[Stored data entries]
════

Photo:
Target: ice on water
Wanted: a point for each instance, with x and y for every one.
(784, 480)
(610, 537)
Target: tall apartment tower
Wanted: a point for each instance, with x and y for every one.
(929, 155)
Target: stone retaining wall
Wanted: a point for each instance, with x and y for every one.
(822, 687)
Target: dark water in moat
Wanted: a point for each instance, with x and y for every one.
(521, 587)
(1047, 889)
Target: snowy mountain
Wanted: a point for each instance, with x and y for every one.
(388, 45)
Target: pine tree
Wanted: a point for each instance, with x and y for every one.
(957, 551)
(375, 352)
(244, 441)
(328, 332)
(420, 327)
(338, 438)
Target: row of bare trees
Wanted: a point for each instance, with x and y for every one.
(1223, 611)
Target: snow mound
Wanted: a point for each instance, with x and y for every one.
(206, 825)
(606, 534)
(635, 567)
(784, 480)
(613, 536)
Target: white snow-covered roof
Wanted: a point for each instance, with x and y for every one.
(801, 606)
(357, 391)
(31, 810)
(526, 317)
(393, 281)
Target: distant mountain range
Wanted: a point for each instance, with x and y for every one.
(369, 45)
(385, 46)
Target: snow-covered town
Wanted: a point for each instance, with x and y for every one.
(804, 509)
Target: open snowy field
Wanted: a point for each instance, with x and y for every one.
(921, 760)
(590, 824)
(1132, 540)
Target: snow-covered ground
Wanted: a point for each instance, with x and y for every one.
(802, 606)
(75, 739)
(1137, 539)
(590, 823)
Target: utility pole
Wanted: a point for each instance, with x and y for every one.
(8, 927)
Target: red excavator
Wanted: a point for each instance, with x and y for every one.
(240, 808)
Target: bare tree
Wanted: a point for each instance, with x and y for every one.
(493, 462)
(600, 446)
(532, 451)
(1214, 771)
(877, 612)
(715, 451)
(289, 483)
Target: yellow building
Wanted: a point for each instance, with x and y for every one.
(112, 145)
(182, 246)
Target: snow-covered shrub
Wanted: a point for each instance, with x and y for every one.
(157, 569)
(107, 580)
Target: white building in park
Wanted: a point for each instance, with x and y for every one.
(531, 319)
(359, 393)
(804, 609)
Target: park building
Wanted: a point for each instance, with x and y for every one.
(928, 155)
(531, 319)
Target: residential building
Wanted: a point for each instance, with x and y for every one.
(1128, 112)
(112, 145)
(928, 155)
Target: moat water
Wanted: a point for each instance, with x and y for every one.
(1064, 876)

════

EXERCISE:
A complete, exact copy of the records is what is needed.

RESULT:
Photo:
Target: ice on water
Wanted: a point for each instance, with x and y for every one.
(784, 480)
(610, 537)
Target: tall apartment tower
Wanted: a point for each instance, with x and y for every one.
(929, 155)
Target: stone retaining wall
Wanted: a point for each instance, with x and y for every one.
(822, 687)
Target: dark water in moat
Wanted: a point for each instance, with x and y for every one.
(521, 587)
(1047, 889)
Target: snowy mountain
Wanted: a point for each instance, with x and y for every one.
(388, 45)
Target: pine tree
Wanted: a point for each instance, with x and y for every one.
(957, 551)
(375, 352)
(244, 441)
(328, 332)
(420, 327)
(338, 438)
Target: row of bare trees
Wanted: a point for each instance, with x and y for every one.
(1223, 611)
Target: snow mound
Wanted: a point for each instance, with x and y for every one.
(206, 825)
(606, 534)
(635, 567)
(784, 480)
(613, 536)
Target: white snow-covered roof
Wanted: a point for each instance, with x and y for every one.
(801, 606)
(357, 391)
(31, 810)
(526, 317)
(393, 281)
Target: distant mountain range
Wanted: a point for each instance, with x and y for every one.
(369, 45)
(385, 46)
Target: snow-covered town
Wanted: a point for each instance, with x and y for every one.
(804, 509)
Target: open snowy field
Wanted: a point for each instance, with x and y for every one.
(921, 760)
(590, 824)
(1132, 540)
Target: snow-covered ground
Wanted: a point for each instance, with x and y for every one.
(802, 606)
(75, 739)
(1137, 539)
(590, 823)
Target: utility pole
Wanted: a point for each instance, with x and y for every one.
(8, 927)
Target: red excavator
Wanted: a point for each instance, with x and y for every one.
(240, 808)
Target: bare tree
Wanted: a point for each instance, with x and y for every one.
(493, 462)
(600, 446)
(532, 451)
(1214, 771)
(877, 612)
(715, 451)
(289, 483)
Target: yellow building
Wanted: a point for each instance, with x and y for every one.
(112, 145)
(182, 246)
Target: snow-covered shrub
Wanted: a point for each instance, with x and y for every one.
(157, 569)
(107, 580)
Target: white building in park
Wanted: a point for each instance, with x and y for every one.
(531, 319)
(359, 393)
(804, 609)
Target: park building
Wanted: a point for each instance, with x and y for every one.
(928, 155)
(531, 319)
Target: residential building
Wanted: a point for each instance, with x and y for every one.
(1128, 112)
(112, 145)
(928, 155)
Target: moat water
Wanted: a point for each instance, with x and y for every one.
(1064, 876)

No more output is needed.